### 課題
以下の項目をすべて、一字一句変えずにそのまま書き写すこと。

ボックスラベル付きデータセットの抜粋

■ ■ ■ ■ ■

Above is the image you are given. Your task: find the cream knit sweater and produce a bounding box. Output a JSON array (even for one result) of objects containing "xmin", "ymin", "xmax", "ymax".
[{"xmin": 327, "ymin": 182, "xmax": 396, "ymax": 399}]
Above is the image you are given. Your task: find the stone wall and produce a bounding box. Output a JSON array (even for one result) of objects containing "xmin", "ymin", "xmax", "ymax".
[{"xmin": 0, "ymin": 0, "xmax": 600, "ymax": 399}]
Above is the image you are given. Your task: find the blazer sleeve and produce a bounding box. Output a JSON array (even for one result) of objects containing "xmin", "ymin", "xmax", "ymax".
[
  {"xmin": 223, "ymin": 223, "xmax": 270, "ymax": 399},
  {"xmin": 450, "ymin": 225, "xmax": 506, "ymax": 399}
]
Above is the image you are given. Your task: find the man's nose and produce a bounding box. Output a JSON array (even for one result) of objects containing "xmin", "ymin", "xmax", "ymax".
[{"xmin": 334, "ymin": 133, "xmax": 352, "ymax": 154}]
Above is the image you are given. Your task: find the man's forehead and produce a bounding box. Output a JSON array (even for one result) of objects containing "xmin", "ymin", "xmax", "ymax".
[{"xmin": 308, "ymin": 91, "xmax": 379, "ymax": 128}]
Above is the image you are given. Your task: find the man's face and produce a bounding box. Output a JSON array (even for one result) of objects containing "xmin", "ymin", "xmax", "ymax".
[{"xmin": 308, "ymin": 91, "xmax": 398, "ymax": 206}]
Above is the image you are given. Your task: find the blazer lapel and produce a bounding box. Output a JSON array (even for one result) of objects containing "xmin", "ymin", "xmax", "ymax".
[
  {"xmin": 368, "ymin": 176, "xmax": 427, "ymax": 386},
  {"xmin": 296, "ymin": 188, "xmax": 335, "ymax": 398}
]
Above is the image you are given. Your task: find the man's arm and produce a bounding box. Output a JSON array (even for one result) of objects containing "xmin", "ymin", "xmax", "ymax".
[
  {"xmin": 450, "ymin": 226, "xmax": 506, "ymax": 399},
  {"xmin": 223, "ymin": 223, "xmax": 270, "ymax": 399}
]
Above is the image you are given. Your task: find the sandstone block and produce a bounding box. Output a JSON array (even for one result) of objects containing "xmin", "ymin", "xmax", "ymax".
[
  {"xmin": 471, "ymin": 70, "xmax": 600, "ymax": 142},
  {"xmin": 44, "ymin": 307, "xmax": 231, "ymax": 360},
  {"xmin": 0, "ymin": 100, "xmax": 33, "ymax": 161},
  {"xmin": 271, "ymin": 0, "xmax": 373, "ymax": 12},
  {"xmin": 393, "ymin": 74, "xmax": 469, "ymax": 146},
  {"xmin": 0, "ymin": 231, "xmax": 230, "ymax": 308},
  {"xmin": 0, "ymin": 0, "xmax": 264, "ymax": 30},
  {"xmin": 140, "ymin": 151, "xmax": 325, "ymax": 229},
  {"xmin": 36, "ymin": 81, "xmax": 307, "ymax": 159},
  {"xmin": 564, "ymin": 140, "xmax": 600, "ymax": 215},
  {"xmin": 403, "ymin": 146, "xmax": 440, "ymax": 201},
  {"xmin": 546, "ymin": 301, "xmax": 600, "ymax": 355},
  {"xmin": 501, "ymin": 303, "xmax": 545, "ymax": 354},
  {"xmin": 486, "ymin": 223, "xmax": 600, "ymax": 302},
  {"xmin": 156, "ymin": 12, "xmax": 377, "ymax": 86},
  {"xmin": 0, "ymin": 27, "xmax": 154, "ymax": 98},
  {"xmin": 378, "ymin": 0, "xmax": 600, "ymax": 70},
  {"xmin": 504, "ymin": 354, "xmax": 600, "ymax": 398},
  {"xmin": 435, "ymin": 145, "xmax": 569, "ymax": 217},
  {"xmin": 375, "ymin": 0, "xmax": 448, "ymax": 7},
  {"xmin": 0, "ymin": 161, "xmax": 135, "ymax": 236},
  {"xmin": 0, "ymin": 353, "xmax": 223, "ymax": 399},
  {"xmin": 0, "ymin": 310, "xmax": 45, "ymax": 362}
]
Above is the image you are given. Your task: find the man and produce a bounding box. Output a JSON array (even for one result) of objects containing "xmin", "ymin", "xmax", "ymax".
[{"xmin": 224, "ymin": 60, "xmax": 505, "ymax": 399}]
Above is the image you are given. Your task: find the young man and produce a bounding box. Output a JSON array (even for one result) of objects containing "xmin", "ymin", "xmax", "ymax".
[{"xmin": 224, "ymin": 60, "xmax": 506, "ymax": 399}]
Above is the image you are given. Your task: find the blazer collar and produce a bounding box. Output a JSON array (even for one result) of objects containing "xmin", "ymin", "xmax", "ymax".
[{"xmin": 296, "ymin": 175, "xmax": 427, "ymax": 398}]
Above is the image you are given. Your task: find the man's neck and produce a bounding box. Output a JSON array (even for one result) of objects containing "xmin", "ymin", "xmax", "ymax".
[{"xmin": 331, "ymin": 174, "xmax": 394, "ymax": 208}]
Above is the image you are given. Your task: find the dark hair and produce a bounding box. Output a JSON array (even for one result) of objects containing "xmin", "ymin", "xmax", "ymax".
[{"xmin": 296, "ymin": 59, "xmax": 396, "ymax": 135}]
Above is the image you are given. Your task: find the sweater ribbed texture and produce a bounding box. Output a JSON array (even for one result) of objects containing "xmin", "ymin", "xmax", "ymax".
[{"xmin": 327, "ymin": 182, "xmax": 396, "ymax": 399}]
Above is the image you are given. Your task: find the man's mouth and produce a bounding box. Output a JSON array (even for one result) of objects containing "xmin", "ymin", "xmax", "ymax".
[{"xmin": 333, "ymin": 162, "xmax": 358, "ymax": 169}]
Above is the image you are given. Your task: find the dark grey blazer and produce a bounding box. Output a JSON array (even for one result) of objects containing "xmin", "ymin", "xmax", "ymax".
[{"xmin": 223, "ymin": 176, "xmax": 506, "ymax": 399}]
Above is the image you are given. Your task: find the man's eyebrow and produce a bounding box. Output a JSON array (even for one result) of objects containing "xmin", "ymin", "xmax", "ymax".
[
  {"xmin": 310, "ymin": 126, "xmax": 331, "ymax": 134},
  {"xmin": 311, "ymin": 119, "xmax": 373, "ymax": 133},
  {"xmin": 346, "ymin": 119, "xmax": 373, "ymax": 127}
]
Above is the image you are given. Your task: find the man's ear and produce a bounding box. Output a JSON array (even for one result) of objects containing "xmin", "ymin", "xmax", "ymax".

■ ■ ■ ■ ■

### 課題の出力
Above is the image you are given. Your task: find the cream knit sweater and produce a bounding box. Output a JSON array (even for one result) of objects containing "xmin", "ymin", "xmax", "ymax".
[{"xmin": 327, "ymin": 182, "xmax": 396, "ymax": 399}]
Above is the image you are given. Your task: find the stone wall and produce a bounding box. Output a JSON array (even for one result) of objects containing "xmin", "ymin", "xmax", "ymax".
[{"xmin": 0, "ymin": 0, "xmax": 600, "ymax": 399}]
Above is the image you are given. Your task: find the blazer sleeve and produce a bounding box. Output a JSON array (even for one result) of objects containing "xmin", "ymin", "xmax", "ymax".
[
  {"xmin": 223, "ymin": 223, "xmax": 270, "ymax": 399},
  {"xmin": 450, "ymin": 225, "xmax": 506, "ymax": 399}
]
Above is the image you are given. Your task: find the man's nose and produce a bounding box. Output a JSON array (even for one result) of objects containing "xmin", "ymin", "xmax", "ymax".
[{"xmin": 334, "ymin": 133, "xmax": 352, "ymax": 154}]
Above is the image you are given. Your task: find the man's forehead and produce a bounding box. Output a JSON array (even for one result) of objects containing "xmin", "ymin", "xmax", "ymax".
[{"xmin": 308, "ymin": 91, "xmax": 379, "ymax": 128}]
Above is the image you are given. Your task: find the man's face and produce a bounding box. Output a JSON array (even for one result) of objects containing "xmin", "ymin", "xmax", "ymax".
[{"xmin": 308, "ymin": 91, "xmax": 398, "ymax": 206}]
Above is the image you are given. Your task: find the blazer lapel and produce a bounding box. Output a JSON array (even for one result) of objects containing "xmin", "ymin", "xmax", "ymax".
[
  {"xmin": 368, "ymin": 176, "xmax": 427, "ymax": 386},
  {"xmin": 296, "ymin": 188, "xmax": 335, "ymax": 398}
]
Above is the image you are given. Your task: find the man's arm and produce a bounding box. Output a JSON array (even for one result) of objects containing "xmin", "ymin", "xmax", "ymax".
[
  {"xmin": 450, "ymin": 226, "xmax": 506, "ymax": 399},
  {"xmin": 223, "ymin": 223, "xmax": 270, "ymax": 399}
]
Above is the image you are given. Your task: find the sandstone block and produce a bounding box. Output a JSON array (even for one result) of objects containing "xmin", "ymin", "xmax", "ymax".
[
  {"xmin": 471, "ymin": 70, "xmax": 600, "ymax": 142},
  {"xmin": 44, "ymin": 307, "xmax": 231, "ymax": 360},
  {"xmin": 0, "ymin": 100, "xmax": 33, "ymax": 161},
  {"xmin": 271, "ymin": 0, "xmax": 373, "ymax": 12},
  {"xmin": 393, "ymin": 74, "xmax": 469, "ymax": 146},
  {"xmin": 0, "ymin": 231, "xmax": 230, "ymax": 308},
  {"xmin": 0, "ymin": 0, "xmax": 264, "ymax": 30},
  {"xmin": 140, "ymin": 151, "xmax": 325, "ymax": 229},
  {"xmin": 36, "ymin": 81, "xmax": 307, "ymax": 159},
  {"xmin": 564, "ymin": 140, "xmax": 600, "ymax": 215},
  {"xmin": 403, "ymin": 146, "xmax": 440, "ymax": 201},
  {"xmin": 546, "ymin": 301, "xmax": 600, "ymax": 355},
  {"xmin": 501, "ymin": 303, "xmax": 545, "ymax": 354},
  {"xmin": 486, "ymin": 223, "xmax": 600, "ymax": 302},
  {"xmin": 156, "ymin": 12, "xmax": 377, "ymax": 86},
  {"xmin": 0, "ymin": 27, "xmax": 154, "ymax": 98},
  {"xmin": 378, "ymin": 0, "xmax": 600, "ymax": 70},
  {"xmin": 504, "ymin": 354, "xmax": 600, "ymax": 398},
  {"xmin": 435, "ymin": 145, "xmax": 569, "ymax": 217},
  {"xmin": 375, "ymin": 0, "xmax": 448, "ymax": 7},
  {"xmin": 0, "ymin": 161, "xmax": 135, "ymax": 236},
  {"xmin": 0, "ymin": 353, "xmax": 223, "ymax": 399},
  {"xmin": 0, "ymin": 310, "xmax": 45, "ymax": 362}
]
Above is the image you are given. Your task: find the man and produce a bounding box. Output a JSON array (even for one result) of objects containing "xmin", "ymin", "xmax", "ymax".
[{"xmin": 224, "ymin": 60, "xmax": 505, "ymax": 399}]
Above is the image you are given. Your task: find the young man and produce a bounding box. Output a JSON array (even for one result) of objects containing "xmin", "ymin", "xmax", "ymax".
[{"xmin": 224, "ymin": 60, "xmax": 506, "ymax": 399}]
Above is the image you are given. Your task: find the blazer collar and produce a bounding box. Output a JSON array (even for one result) of objects containing "xmin", "ymin", "xmax", "ymax".
[{"xmin": 296, "ymin": 175, "xmax": 427, "ymax": 398}]
Above is the image you are given. Your task: find the man's neck and produce a bounding box. Output a JSON array (even for one result) of objects containing "xmin", "ymin", "xmax", "ymax".
[{"xmin": 331, "ymin": 174, "xmax": 394, "ymax": 208}]
Above is the image you are given. Your task: find the dark hair and produce a bounding box. Output a JSON array (even for one result) of objects containing "xmin", "ymin", "xmax", "ymax".
[{"xmin": 296, "ymin": 59, "xmax": 396, "ymax": 135}]
Above is the image you are given. Your task: find the sweater ribbed texture and produce a bounding box. Output a JSON array (even for one result) of objects containing "xmin", "ymin", "xmax", "ymax".
[{"xmin": 327, "ymin": 182, "xmax": 396, "ymax": 399}]
Above is the image you are given. Your task: find the man's mouth and produce a bounding box. Output a JSON array (even for one result) of objects containing "xmin", "ymin", "xmax", "ymax".
[{"xmin": 333, "ymin": 162, "xmax": 358, "ymax": 169}]
Above is the image you are given. Your task: find the dark grey blazer and produce a bounding box. Output a JSON array (even for one result) of objects containing "xmin", "ymin", "xmax", "ymax".
[{"xmin": 223, "ymin": 176, "xmax": 506, "ymax": 399}]
Above is the image you are given. Your task: find the man's eyebrow and produce a bounding box. Output a JSON array (even for one result) of objects containing "xmin", "ymin", "xmax", "ymax".
[
  {"xmin": 310, "ymin": 126, "xmax": 331, "ymax": 134},
  {"xmin": 311, "ymin": 119, "xmax": 373, "ymax": 133},
  {"xmin": 346, "ymin": 119, "xmax": 373, "ymax": 127}
]
Above is the image you are given. Your task: find the man's ear and produce a bounding box. Output a JSON array (even for one result) of objects containing "xmin", "ymin", "xmax", "ymax".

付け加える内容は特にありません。